**Excerpt to read**.
Losing my Old Self The transition from childhood

As a junior at a college preparatory school, I am coming to terms with the fact that everything is about to change. In a couple years, I will enter a completely new chapter of my life on my own without my parents, friends, or any of my current support system. As I reflect on the changes that I will soon face, I in turn reflect on the evolution of my life up to my current age of seventeen years. Somewhere along the way, I grew to enjoy different things, I lost part of my innocence, and I became more independent. Somehow, the once thrilling prospects of my life, like learning at a higher level, staying out late, and driving, have become regular. Through my photography, I seek to study this transition, come to terms with it, and make sense of it.

As I study late into the night, my mind insubordinately wanders. I tax myself with impossible questions about my past and future. I consider my weekend plans or the lack thereof.

In middle school, I loved to play with Pokemon cards. Sometimes, I pull them out of the drawer and reminisce.

When I was younger I used to love to climb trees. I would go so high that my parents would beg me to come down. Eventually, I would. I used to climb this tree every day waiting for my mom to pick me up from school. Now I would rather photograph or socialize instead of climbing.

**Given entries**.
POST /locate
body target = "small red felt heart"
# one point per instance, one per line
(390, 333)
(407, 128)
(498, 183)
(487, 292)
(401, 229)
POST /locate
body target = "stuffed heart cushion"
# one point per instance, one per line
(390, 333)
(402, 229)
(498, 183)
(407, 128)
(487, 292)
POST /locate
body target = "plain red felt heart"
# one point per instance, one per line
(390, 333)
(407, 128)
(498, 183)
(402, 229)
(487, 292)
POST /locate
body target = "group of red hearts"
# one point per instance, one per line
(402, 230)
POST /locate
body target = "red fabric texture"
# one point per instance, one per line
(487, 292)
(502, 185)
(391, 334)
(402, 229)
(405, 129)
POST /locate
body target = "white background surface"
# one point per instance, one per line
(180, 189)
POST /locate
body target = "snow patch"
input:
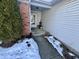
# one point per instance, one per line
(56, 44)
(28, 49)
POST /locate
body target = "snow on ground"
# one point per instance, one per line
(56, 44)
(27, 49)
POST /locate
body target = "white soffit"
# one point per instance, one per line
(46, 0)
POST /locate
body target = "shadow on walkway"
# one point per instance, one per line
(46, 49)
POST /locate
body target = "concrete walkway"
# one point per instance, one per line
(46, 49)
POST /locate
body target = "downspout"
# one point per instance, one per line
(24, 7)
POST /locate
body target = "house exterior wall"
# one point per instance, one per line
(24, 11)
(38, 16)
(62, 21)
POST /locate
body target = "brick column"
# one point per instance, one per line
(24, 11)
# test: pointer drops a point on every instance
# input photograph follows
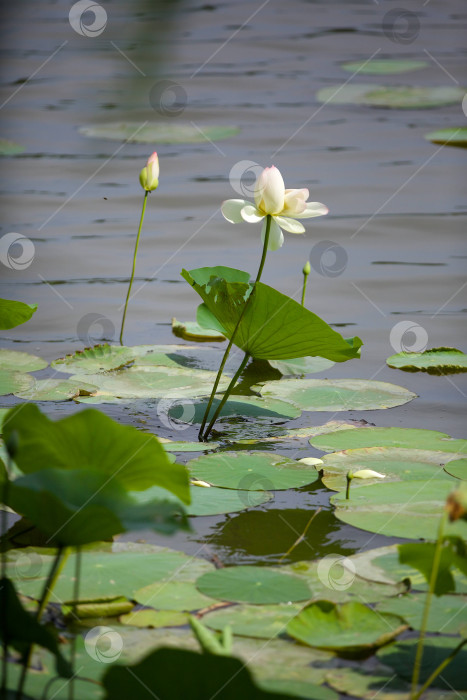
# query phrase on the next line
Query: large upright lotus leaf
(212, 500)
(337, 394)
(253, 584)
(90, 439)
(177, 674)
(346, 628)
(392, 97)
(108, 570)
(252, 471)
(454, 136)
(273, 326)
(384, 66)
(382, 565)
(414, 438)
(135, 132)
(401, 657)
(434, 361)
(247, 406)
(56, 390)
(14, 313)
(262, 621)
(301, 365)
(399, 509)
(77, 506)
(446, 614)
(140, 382)
(23, 361)
(394, 463)
(12, 382)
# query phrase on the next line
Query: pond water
(397, 215)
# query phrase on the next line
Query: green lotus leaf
(253, 584)
(433, 361)
(273, 326)
(346, 628)
(337, 394)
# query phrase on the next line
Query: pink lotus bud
(149, 176)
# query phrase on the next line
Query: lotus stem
(134, 265)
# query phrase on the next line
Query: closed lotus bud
(149, 176)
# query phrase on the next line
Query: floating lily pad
(107, 570)
(23, 361)
(302, 365)
(434, 361)
(172, 595)
(399, 509)
(154, 382)
(13, 382)
(262, 621)
(401, 656)
(392, 97)
(252, 471)
(56, 390)
(346, 628)
(456, 136)
(135, 132)
(457, 468)
(337, 394)
(190, 330)
(246, 406)
(10, 148)
(394, 463)
(212, 500)
(383, 66)
(253, 584)
(155, 618)
(13, 313)
(388, 437)
(446, 615)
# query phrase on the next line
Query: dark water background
(397, 211)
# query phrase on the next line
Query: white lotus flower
(271, 197)
(368, 474)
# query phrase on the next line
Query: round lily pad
(262, 621)
(383, 66)
(155, 618)
(13, 382)
(456, 136)
(350, 628)
(457, 468)
(246, 406)
(399, 509)
(337, 394)
(155, 381)
(135, 132)
(392, 97)
(190, 330)
(56, 390)
(172, 595)
(414, 438)
(20, 361)
(394, 463)
(254, 471)
(446, 612)
(434, 361)
(253, 584)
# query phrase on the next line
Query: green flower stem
(75, 603)
(227, 393)
(134, 264)
(54, 573)
(229, 346)
(439, 669)
(426, 610)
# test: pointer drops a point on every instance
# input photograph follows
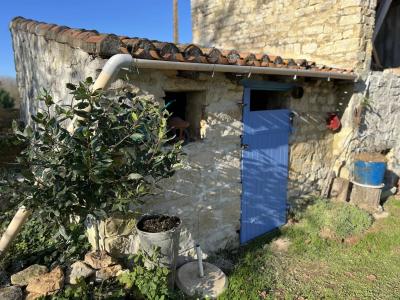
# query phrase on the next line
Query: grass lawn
(333, 263)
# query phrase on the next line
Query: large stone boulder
(23, 277)
(99, 259)
(48, 283)
(78, 270)
(11, 293)
(117, 234)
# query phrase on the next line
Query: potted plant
(118, 151)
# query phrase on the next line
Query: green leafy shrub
(150, 282)
(6, 101)
(40, 242)
(117, 153)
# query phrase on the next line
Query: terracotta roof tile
(106, 45)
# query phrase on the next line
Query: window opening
(268, 100)
(187, 114)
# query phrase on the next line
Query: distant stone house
(266, 143)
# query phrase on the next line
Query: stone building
(264, 104)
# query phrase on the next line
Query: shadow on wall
(205, 193)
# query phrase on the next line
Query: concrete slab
(211, 285)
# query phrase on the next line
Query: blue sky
(142, 18)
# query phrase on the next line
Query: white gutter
(184, 66)
(110, 70)
(119, 61)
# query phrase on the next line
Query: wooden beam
(380, 16)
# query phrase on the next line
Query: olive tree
(119, 150)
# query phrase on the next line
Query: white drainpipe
(119, 61)
(110, 69)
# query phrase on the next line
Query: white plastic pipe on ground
(119, 61)
(200, 261)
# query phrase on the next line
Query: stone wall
(205, 193)
(335, 32)
(380, 127)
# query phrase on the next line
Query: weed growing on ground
(317, 266)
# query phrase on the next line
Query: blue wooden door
(264, 169)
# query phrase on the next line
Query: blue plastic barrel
(369, 173)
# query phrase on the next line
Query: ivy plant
(117, 153)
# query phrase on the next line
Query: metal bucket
(369, 173)
(166, 243)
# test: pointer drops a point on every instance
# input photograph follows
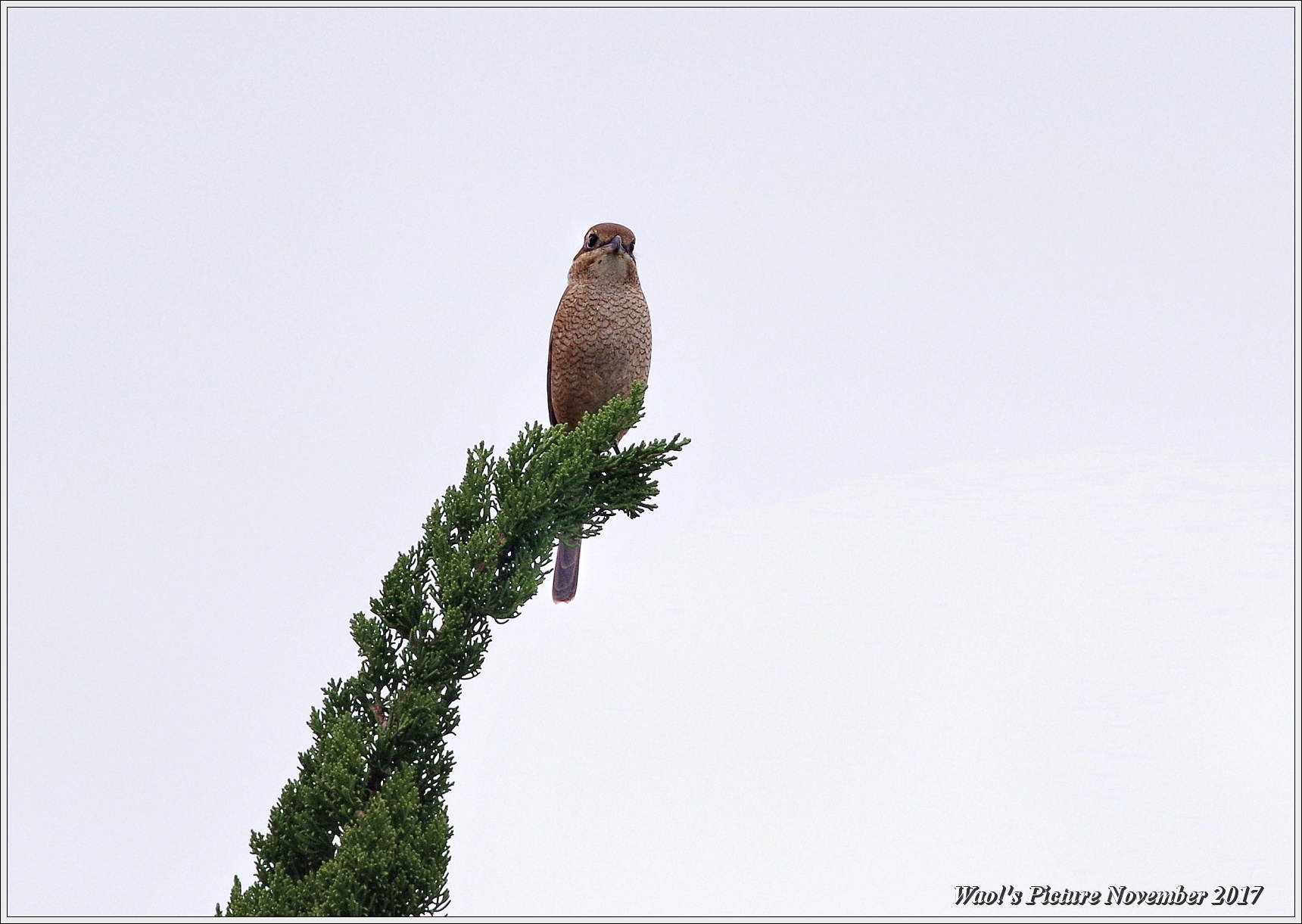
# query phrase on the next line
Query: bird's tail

**Exercise requirements**.
a) Which once thrilling prospects does the essay about growing up say have become regular?
b) Can you shorten the paragraph of the essay about growing up that begins "When I was younger I used to love to climb trees" while keeping its main facts?
c) Could you repeat the essay about growing up word for word between "Losing my Old" and "sense of it.", inclusive?
Rely only on the essay about growing up.

**Task solutions**.
a) Learning at a higher level, staying out late, and driving.

b) As a child, I loved climbing trees, going so high that my parents begged me to come down. I climbed one tree daily while waiting for my mom to pick me up from school. Now I prefer photographing or socializing.

c)
Losing my Old Self The transition from childhood

As a junior at a college preparatory school, I am coming to terms with the fact that everything is about to change. In a couple years, I will enter a completely new chapter of my life on my own without my parents, friends, or any of my current support system. As I reflect on the changes that I will soon face, I in turn reflect on the evolution of my life up to my current age of seventeen years. Somewhere along the way, I grew to enjoy different things, I lost part of my innocence, and I became more independent. Somehow, the once thrilling prospects of my life, like learning at a higher level, staying out late, and driving, have become regular. Through my photography, I seek to study this transition, come to terms with it, and make sense of it.